Have you ever been in a dilemma to stand for a seemingly pregnant lady in any public transport, but could not decide if she really was pregnant or that was just obesity? Or you keep fighting the thought away whether the woman you just gave the seat to was really expecting, but you could not come to a conclusion.
All hail technology because now South Korea’s second largest city, Busan, has launched a Pink Light Campaign which uses Bluetooth to make it known to passengers if someone needs a seat more than they do.
HOW DOES IT WORK?
The pilot, called “Pink Light,” focuses on pregnant women. Busan City is collaborating with Daehong, a Korean PR company, for this. It consists of two parts: a small beacon that women carry around, and light-up signs installed on trains.
Pregnant women are equipped with a beacon to be used on the subway. A pink light has been installed next to the seats reserved for pregnant women on the Busan- Gimhae Light Rail Transit. The light turns up as soon as a woman with a beacon enters the train and goes off only when she is provided with a seat.
These beacons are available at certain locations around the city, though a proof of pregnancy i.e. a medical certificate from a maternity centre has to be shown to ensure fair usage of the device. Women can also register for them through a phone call as well as over the internet. The beacons last six months before their batteries need replacement.

§ **The data**
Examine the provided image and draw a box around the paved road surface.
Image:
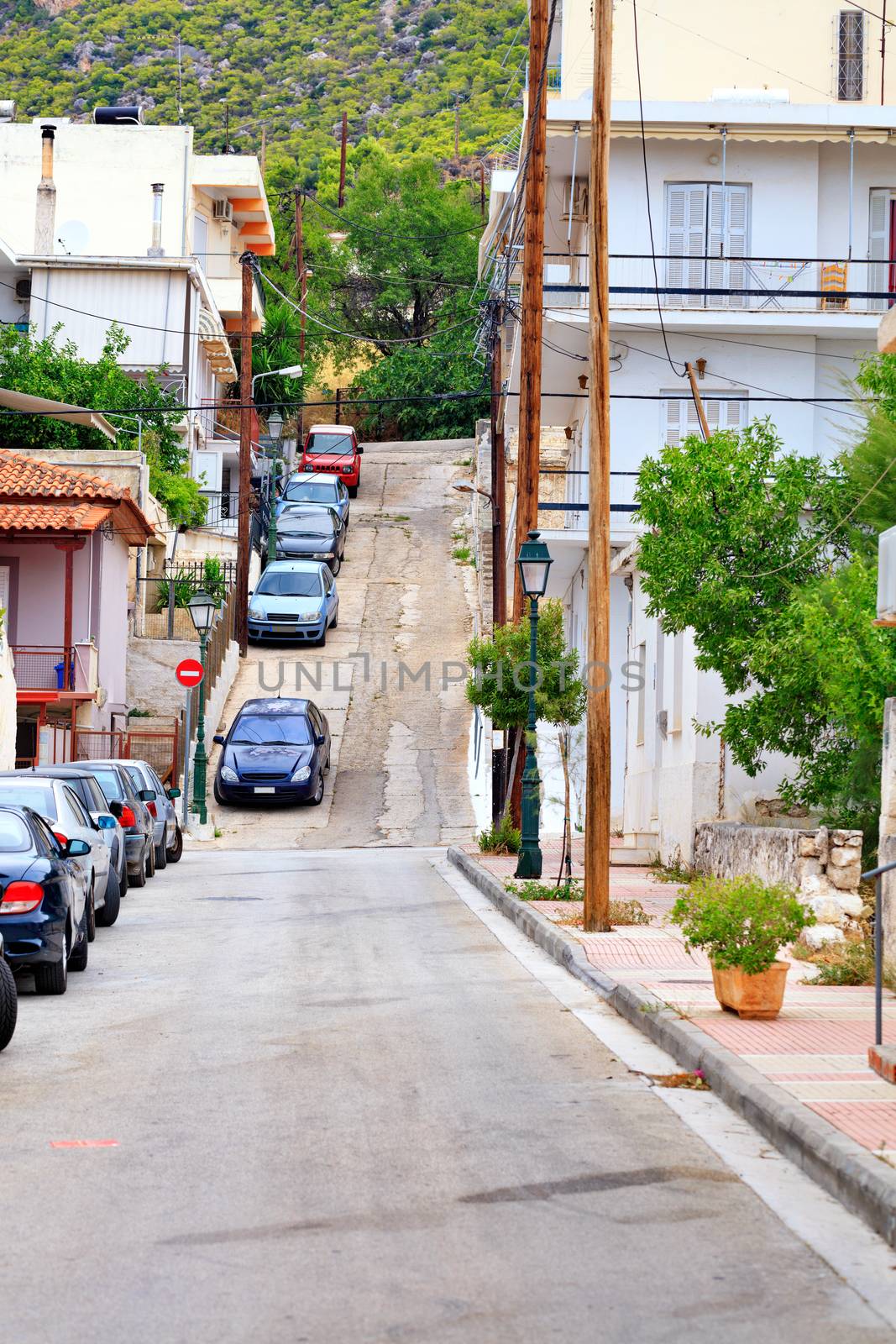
[212,439,473,848]
[0,848,893,1344]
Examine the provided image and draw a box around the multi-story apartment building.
[0,117,274,507]
[482,0,896,858]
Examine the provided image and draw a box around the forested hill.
[0,0,527,175]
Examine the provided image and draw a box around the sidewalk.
[464,837,896,1167]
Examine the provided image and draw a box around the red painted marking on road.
[50,1138,118,1147]
[175,659,203,685]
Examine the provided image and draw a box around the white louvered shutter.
[706,183,750,307]
[870,186,892,312]
[666,183,706,307]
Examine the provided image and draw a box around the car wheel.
[69,906,90,970]
[85,878,97,942]
[97,869,121,929]
[0,957,18,1050]
[168,825,184,863]
[309,770,324,808]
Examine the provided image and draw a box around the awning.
[0,387,116,444]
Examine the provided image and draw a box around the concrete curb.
[448,845,896,1247]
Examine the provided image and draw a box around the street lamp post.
[516,533,552,878]
[267,412,284,563]
[188,589,217,825]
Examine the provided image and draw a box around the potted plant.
[669,878,815,1017]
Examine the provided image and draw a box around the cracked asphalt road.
[212,439,473,848]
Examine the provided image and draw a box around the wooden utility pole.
[237,251,255,659]
[296,191,307,449]
[513,0,548,621]
[338,112,348,210]
[685,365,710,444]
[583,0,612,932]
[491,305,506,629]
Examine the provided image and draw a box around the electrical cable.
[631,0,688,378]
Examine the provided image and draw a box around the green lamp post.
[267,412,284,563]
[516,533,552,878]
[186,589,217,825]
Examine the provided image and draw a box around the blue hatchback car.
[215,699,331,806]
[249,560,338,643]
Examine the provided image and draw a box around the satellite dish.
[56,219,90,257]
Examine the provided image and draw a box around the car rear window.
[0,811,34,853]
[305,434,354,457]
[0,780,56,822]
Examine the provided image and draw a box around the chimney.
[146,181,165,257]
[34,126,56,257]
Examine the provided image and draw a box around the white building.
[0,117,274,512]
[482,0,896,858]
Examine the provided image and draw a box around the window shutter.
[867,186,891,312]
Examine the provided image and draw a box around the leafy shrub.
[475,813,522,853]
[669,878,815,976]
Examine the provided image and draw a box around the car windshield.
[284,481,334,504]
[0,811,32,853]
[0,780,56,822]
[255,570,322,596]
[230,714,312,748]
[94,769,125,802]
[305,434,354,457]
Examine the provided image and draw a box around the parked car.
[277,508,345,574]
[298,425,364,499]
[0,770,111,942]
[82,761,156,887]
[123,761,184,869]
[0,802,90,995]
[215,699,331,805]
[249,560,338,643]
[277,472,352,527]
[0,935,18,1050]
[16,762,128,908]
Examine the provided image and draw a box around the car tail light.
[0,882,43,916]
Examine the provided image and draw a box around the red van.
[298,425,364,499]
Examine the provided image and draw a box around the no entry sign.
[175,659,203,687]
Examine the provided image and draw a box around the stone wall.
[693,822,862,946]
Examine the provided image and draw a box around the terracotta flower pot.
[712,961,790,1017]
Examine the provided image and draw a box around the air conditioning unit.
[563,177,589,220]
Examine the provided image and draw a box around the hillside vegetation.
[0,0,525,167]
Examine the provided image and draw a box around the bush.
[669,878,815,976]
[475,811,522,853]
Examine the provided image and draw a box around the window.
[836,9,865,102]
[665,181,750,307]
[663,387,750,448]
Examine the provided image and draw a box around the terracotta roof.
[0,449,155,546]
[0,450,130,500]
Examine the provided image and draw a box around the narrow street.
[0,845,892,1344]
[212,439,473,848]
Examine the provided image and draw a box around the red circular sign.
[175,659,203,685]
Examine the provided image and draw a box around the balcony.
[12,643,98,697]
[532,254,896,316]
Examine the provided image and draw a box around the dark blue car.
[0,806,90,995]
[215,701,331,805]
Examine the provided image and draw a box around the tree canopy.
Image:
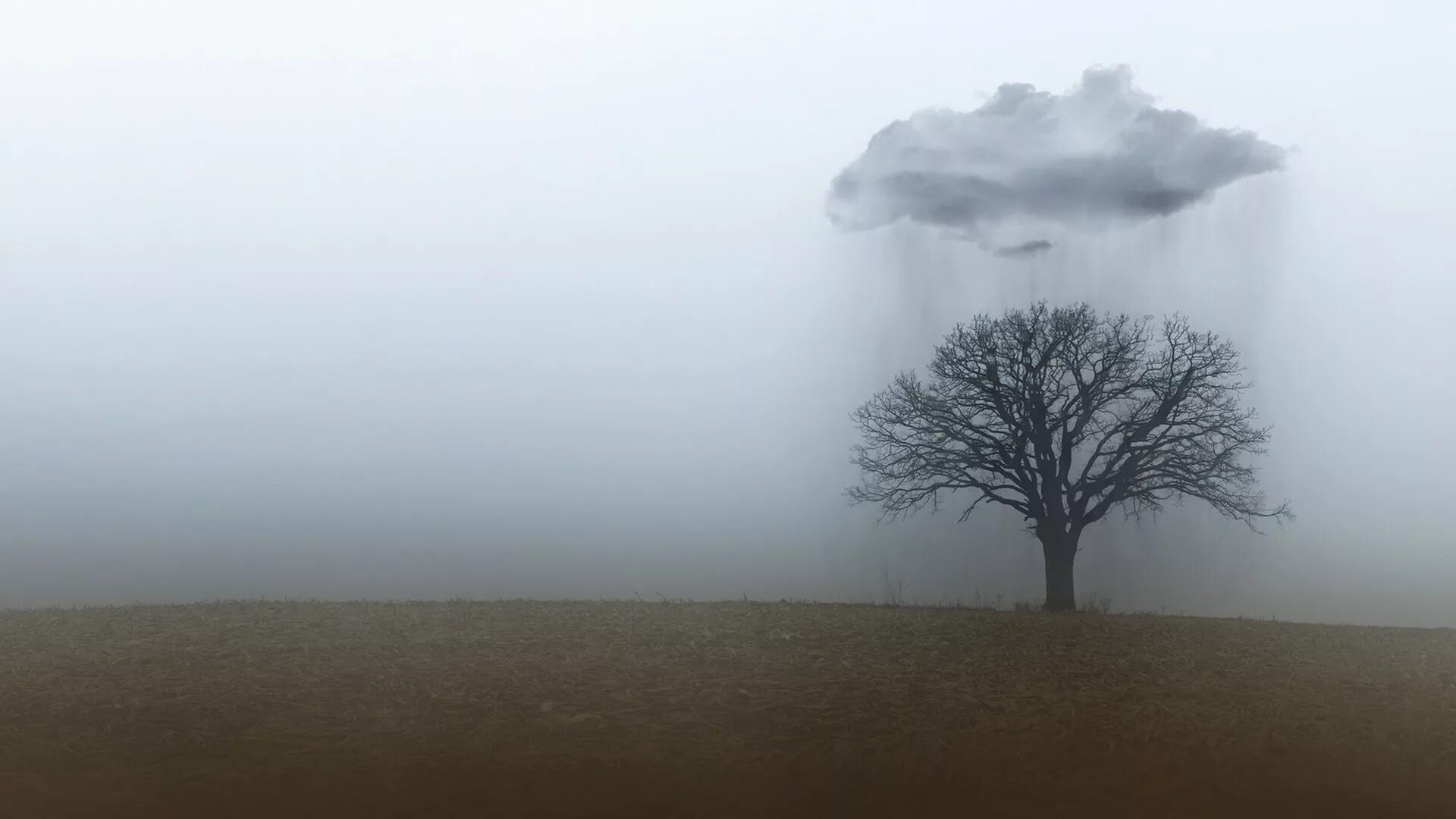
[847,302,1291,609]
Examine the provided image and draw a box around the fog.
[0,2,1456,625]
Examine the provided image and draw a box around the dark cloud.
[994,239,1051,259]
[826,65,1285,256]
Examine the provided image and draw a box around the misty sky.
[0,0,1456,625]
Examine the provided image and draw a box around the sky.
[0,0,1456,625]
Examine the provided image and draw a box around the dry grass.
[0,602,1456,816]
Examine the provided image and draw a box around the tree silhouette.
[847,302,1291,610]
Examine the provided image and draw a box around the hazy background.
[0,0,1456,625]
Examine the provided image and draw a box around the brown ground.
[0,602,1456,817]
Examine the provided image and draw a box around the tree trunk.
[1037,526,1078,612]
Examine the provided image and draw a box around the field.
[0,602,1456,817]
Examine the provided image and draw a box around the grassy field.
[0,602,1456,817]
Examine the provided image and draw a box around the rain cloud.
[826,65,1287,258]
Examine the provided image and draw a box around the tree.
[846,302,1293,610]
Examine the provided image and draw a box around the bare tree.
[847,302,1291,610]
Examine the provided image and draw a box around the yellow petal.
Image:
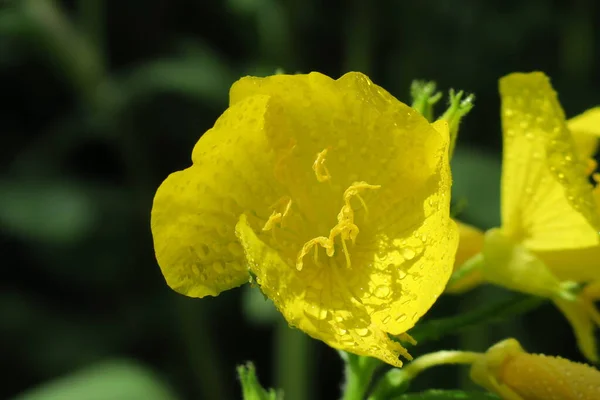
[500,73,600,250]
[151,96,284,297]
[231,73,457,365]
[454,221,483,270]
[236,215,410,367]
[445,221,484,294]
[482,229,563,298]
[567,107,600,160]
[153,73,458,365]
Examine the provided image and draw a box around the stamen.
[585,158,598,176]
[313,147,331,182]
[398,332,417,346]
[296,183,381,271]
[262,196,292,232]
[296,236,330,271]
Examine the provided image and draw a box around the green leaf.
[120,47,238,105]
[242,285,280,325]
[13,360,176,400]
[451,146,501,229]
[0,180,98,243]
[393,390,500,400]
[410,294,547,344]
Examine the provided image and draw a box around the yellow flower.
[471,339,600,400]
[450,73,600,361]
[152,73,458,366]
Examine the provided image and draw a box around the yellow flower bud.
[471,339,600,400]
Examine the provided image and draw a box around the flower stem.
[340,351,381,400]
[275,318,314,400]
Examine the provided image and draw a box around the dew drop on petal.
[402,247,417,260]
[356,328,371,337]
[396,314,408,322]
[374,285,390,298]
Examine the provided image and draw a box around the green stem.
[410,294,548,344]
[340,352,382,400]
[77,0,105,61]
[275,318,313,400]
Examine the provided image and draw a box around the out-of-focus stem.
[274,318,314,400]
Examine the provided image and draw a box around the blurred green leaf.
[121,47,238,105]
[394,390,500,400]
[242,285,279,325]
[451,146,501,229]
[410,293,547,344]
[237,362,283,400]
[0,180,97,243]
[13,360,176,400]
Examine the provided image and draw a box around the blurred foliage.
[0,0,600,400]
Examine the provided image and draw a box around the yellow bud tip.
[313,147,331,182]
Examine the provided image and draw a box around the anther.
[262,196,292,232]
[313,147,331,182]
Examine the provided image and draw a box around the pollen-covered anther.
[338,181,381,218]
[398,332,417,346]
[296,182,381,271]
[585,158,598,177]
[296,236,333,271]
[313,147,331,182]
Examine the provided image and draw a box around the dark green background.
[0,0,600,400]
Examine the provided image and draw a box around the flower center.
[296,149,381,271]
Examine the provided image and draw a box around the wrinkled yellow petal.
[567,107,600,160]
[454,221,484,270]
[445,221,484,294]
[151,96,284,297]
[231,73,457,365]
[482,229,564,298]
[554,298,598,362]
[153,73,458,365]
[471,339,600,400]
[500,72,600,250]
[236,215,410,367]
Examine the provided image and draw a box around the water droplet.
[356,328,371,337]
[213,261,225,273]
[304,305,328,320]
[402,247,417,260]
[374,285,390,299]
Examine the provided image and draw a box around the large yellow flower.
[152,73,458,366]
[449,73,600,360]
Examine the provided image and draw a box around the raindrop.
[356,328,371,337]
[375,285,390,299]
[402,247,417,260]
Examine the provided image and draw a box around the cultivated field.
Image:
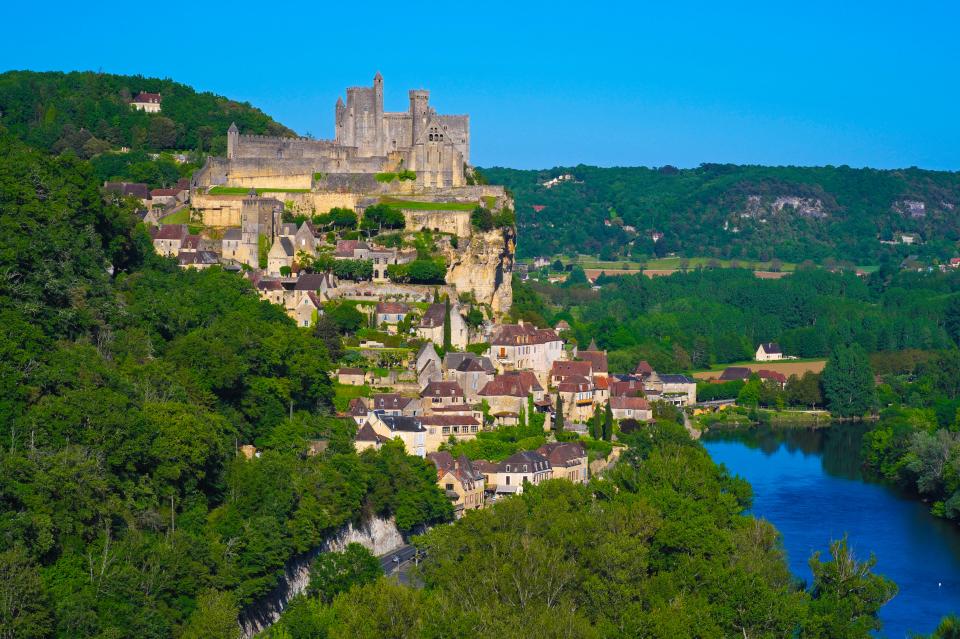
[693,359,827,379]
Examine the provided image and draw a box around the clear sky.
[0,0,960,170]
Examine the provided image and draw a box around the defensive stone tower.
[410,89,430,144]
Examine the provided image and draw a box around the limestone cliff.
[446,228,516,316]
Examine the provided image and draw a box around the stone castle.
[190,73,515,313]
[227,73,470,187]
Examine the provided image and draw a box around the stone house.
[220,229,246,262]
[374,302,410,326]
[756,342,783,362]
[353,423,390,453]
[486,320,565,384]
[256,277,284,305]
[420,413,481,451]
[557,375,594,423]
[479,450,553,495]
[420,381,467,414]
[427,451,486,519]
[365,393,423,417]
[337,367,366,386]
[610,397,653,421]
[267,236,293,275]
[367,410,427,457]
[292,291,323,328]
[478,371,544,423]
[413,342,443,388]
[130,91,163,113]
[177,250,220,270]
[153,224,189,257]
[416,303,470,349]
[443,352,496,404]
[660,373,697,406]
[537,442,589,484]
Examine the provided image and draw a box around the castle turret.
[227,122,240,160]
[333,97,347,144]
[373,71,386,155]
[410,89,430,144]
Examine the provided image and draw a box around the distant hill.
[0,71,293,158]
[482,164,960,264]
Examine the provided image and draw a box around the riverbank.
[701,422,960,638]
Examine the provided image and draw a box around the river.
[702,424,960,639]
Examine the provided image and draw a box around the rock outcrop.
[240,517,404,639]
[446,228,516,315]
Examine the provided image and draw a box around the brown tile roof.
[479,371,543,397]
[610,397,650,410]
[153,224,189,240]
[420,415,480,426]
[377,302,410,315]
[133,91,161,104]
[537,442,587,466]
[420,304,453,328]
[577,351,607,373]
[354,424,390,444]
[550,359,594,379]
[757,368,787,384]
[720,366,753,382]
[490,324,561,346]
[370,393,413,410]
[610,379,643,397]
[420,382,463,397]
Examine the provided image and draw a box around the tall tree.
[821,344,877,417]
[800,537,897,639]
[603,401,613,441]
[443,295,453,353]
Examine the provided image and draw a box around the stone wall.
[401,209,471,237]
[240,517,404,639]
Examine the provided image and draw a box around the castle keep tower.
[220,72,470,187]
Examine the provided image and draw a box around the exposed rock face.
[446,228,516,315]
[240,517,404,639]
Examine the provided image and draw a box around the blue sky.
[0,0,960,170]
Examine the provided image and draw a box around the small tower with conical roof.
[227,122,240,160]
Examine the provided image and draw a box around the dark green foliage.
[307,543,383,603]
[484,164,960,264]
[332,260,373,282]
[443,295,453,353]
[387,258,447,284]
[821,344,877,417]
[801,537,897,639]
[360,204,406,231]
[511,269,960,372]
[0,134,452,639]
[0,71,294,156]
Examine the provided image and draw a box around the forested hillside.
[0,130,452,638]
[0,71,293,158]
[512,268,960,371]
[483,164,960,264]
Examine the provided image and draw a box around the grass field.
[208,186,310,195]
[524,255,879,277]
[380,197,477,211]
[159,207,190,224]
[693,359,827,379]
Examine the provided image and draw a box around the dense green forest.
[483,164,960,264]
[0,131,452,638]
[0,71,294,158]
[266,422,896,639]
[511,268,960,372]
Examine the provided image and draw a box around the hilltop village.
[125,74,696,513]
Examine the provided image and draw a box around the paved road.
[380,544,417,584]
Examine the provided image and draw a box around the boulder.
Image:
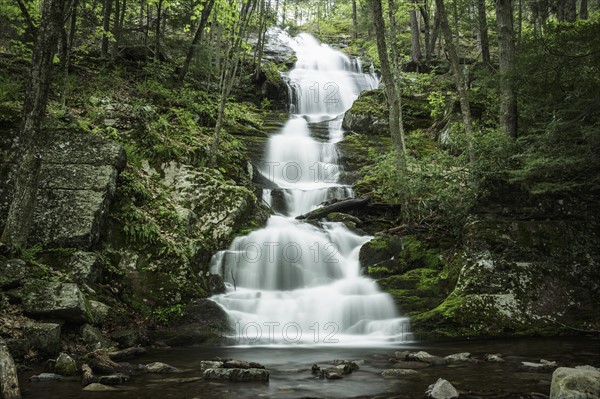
[23,322,61,355]
[425,378,459,399]
[23,280,88,323]
[381,369,417,378]
[54,352,78,376]
[146,362,182,374]
[0,130,126,248]
[203,368,269,382]
[0,259,27,289]
[550,367,600,399]
[67,251,102,284]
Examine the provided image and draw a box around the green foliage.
[510,16,600,194]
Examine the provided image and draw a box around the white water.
[211,33,408,345]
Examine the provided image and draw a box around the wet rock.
[29,373,65,382]
[444,352,472,363]
[381,369,417,378]
[67,251,102,284]
[223,359,265,369]
[146,362,183,374]
[200,360,223,371]
[203,368,269,382]
[23,322,61,354]
[110,329,140,348]
[550,366,600,399]
[83,382,117,392]
[23,280,88,323]
[425,378,459,399]
[519,359,558,373]
[54,352,78,376]
[0,259,27,289]
[98,373,129,385]
[484,353,504,363]
[79,324,112,349]
[88,300,111,325]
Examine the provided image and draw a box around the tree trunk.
[419,2,433,64]
[496,0,517,138]
[435,0,473,163]
[154,0,163,62]
[0,338,21,399]
[477,0,492,68]
[352,0,358,39]
[0,0,65,247]
[370,0,406,162]
[408,0,421,63]
[179,0,215,83]
[209,0,257,166]
[102,0,113,58]
[579,0,589,19]
[384,0,400,70]
[60,0,79,108]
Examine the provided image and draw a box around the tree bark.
[408,0,421,66]
[579,0,589,19]
[435,0,473,163]
[496,0,518,138]
[370,0,406,163]
[352,0,358,39]
[477,0,492,68]
[102,0,113,58]
[0,0,65,247]
[0,338,21,399]
[179,0,215,83]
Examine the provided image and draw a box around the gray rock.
[550,366,600,399]
[29,373,64,382]
[67,252,102,284]
[0,259,27,289]
[83,382,117,392]
[200,360,223,371]
[203,368,269,382]
[23,322,61,354]
[444,352,471,362]
[23,280,88,323]
[484,353,504,363]
[98,373,129,385]
[54,352,78,376]
[381,369,417,378]
[425,378,459,399]
[79,324,112,349]
[89,301,111,325]
[146,362,182,374]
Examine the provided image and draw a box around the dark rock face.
[0,130,126,248]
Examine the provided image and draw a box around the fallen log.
[296,197,371,220]
[0,338,21,399]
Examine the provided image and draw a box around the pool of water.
[21,338,600,399]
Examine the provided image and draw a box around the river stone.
[23,280,88,323]
[444,352,471,362]
[23,322,61,354]
[550,367,600,399]
[83,382,117,392]
[381,369,417,378]
[203,368,269,382]
[98,373,129,385]
[29,373,64,382]
[0,259,27,289]
[54,352,78,376]
[146,362,183,374]
[425,378,458,399]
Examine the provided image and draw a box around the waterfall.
[211,33,408,344]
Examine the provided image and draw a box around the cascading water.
[211,33,407,344]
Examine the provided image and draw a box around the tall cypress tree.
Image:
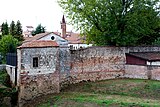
[1,22,9,35]
[15,20,23,41]
[10,21,16,36]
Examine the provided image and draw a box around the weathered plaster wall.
[0,64,17,86]
[17,47,59,106]
[148,66,160,80]
[18,48,59,75]
[6,65,17,86]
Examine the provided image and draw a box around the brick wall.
[124,65,148,79]
[60,47,126,87]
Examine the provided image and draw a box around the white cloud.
[0,0,72,31]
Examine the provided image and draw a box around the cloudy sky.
[0,0,72,31]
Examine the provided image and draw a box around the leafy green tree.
[15,20,24,41]
[32,24,45,36]
[58,0,160,46]
[0,35,19,57]
[10,21,16,36]
[1,22,9,35]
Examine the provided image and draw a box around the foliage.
[0,35,19,56]
[0,70,18,107]
[58,0,160,46]
[0,20,24,41]
[32,24,45,36]
[1,22,9,35]
[15,20,24,41]
[9,21,16,36]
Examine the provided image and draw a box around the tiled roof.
[128,52,160,61]
[23,32,65,43]
[23,32,52,43]
[65,32,84,44]
[18,40,58,48]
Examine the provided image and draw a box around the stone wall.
[60,47,160,87]
[17,47,160,104]
[124,65,160,80]
[148,66,160,80]
[17,47,60,106]
[18,74,60,107]
[18,47,59,75]
[0,64,6,70]
[0,64,17,86]
[124,65,148,79]
[60,47,126,87]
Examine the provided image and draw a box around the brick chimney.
[61,15,66,38]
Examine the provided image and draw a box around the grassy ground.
[29,79,160,107]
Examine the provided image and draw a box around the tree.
[58,0,160,46]
[1,22,9,35]
[15,20,24,41]
[32,24,45,36]
[10,21,16,36]
[0,35,19,57]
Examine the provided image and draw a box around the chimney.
[61,15,66,38]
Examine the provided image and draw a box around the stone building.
[17,40,59,105]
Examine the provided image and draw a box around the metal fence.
[6,53,17,66]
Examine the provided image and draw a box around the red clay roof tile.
[18,40,58,48]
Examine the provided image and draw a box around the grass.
[26,79,160,107]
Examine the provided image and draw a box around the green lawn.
[26,79,160,107]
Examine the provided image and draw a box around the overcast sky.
[0,0,72,31]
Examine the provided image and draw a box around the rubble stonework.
[17,47,60,106]
[17,47,160,106]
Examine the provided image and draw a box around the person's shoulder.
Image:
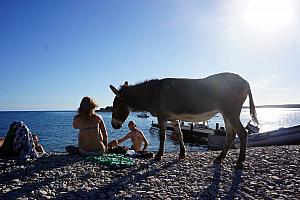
[93,113,103,122]
[73,115,81,120]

§ **Action item A**
Can you condense the paragraph beginning "These beacons are available at certain locations" from the article on Busan's Pink Light campaign into a short bulleted list that keeps its main facts?
§ **Action item B**
Could you extend the article on Busan's Pink Light campaign by writing what comes next, starting after its final sentence?

§ **Final answer A**
- Beacons are available at certain locations around the city.
- Getting one requires proof of pregnancy, such as a medical certificate from a maternity center, to ensure fair use.
- Women can also register by phone or online.
- Each beacon's batteries last six months before they need replacement.

§ **Final answer B**
This campaign is said to be useful for women who are early on into pregnancy, whose baby bumps are not yet visible, as per the Associated Press (AP) reports. This system is also effective at peak hours when the subways are extremely crowded and a new entrant cannot be seen by the ones who are seated.
Busan wants to expand the Pink Light Campaign and cover all of its metro and bus systems, while currently it is just operating on a single train line.
As having one of the lowest birthrates has always been a problem for South Korea (in 2014 South Korean women averaged just 1.21 children, according to the AP, compared to the average 1.68 children for women in wealthy nations around the world), and it has called onto its people to reproduce more, this campaign is also designed to improve the country’s birthrate, according to AP.
While this move is a tremendous effort to help pregnant women, the campaign could very well work out for India, if it is adopted and used in all the public transports also for the elderly and those with a medical condition not apparent on the outside.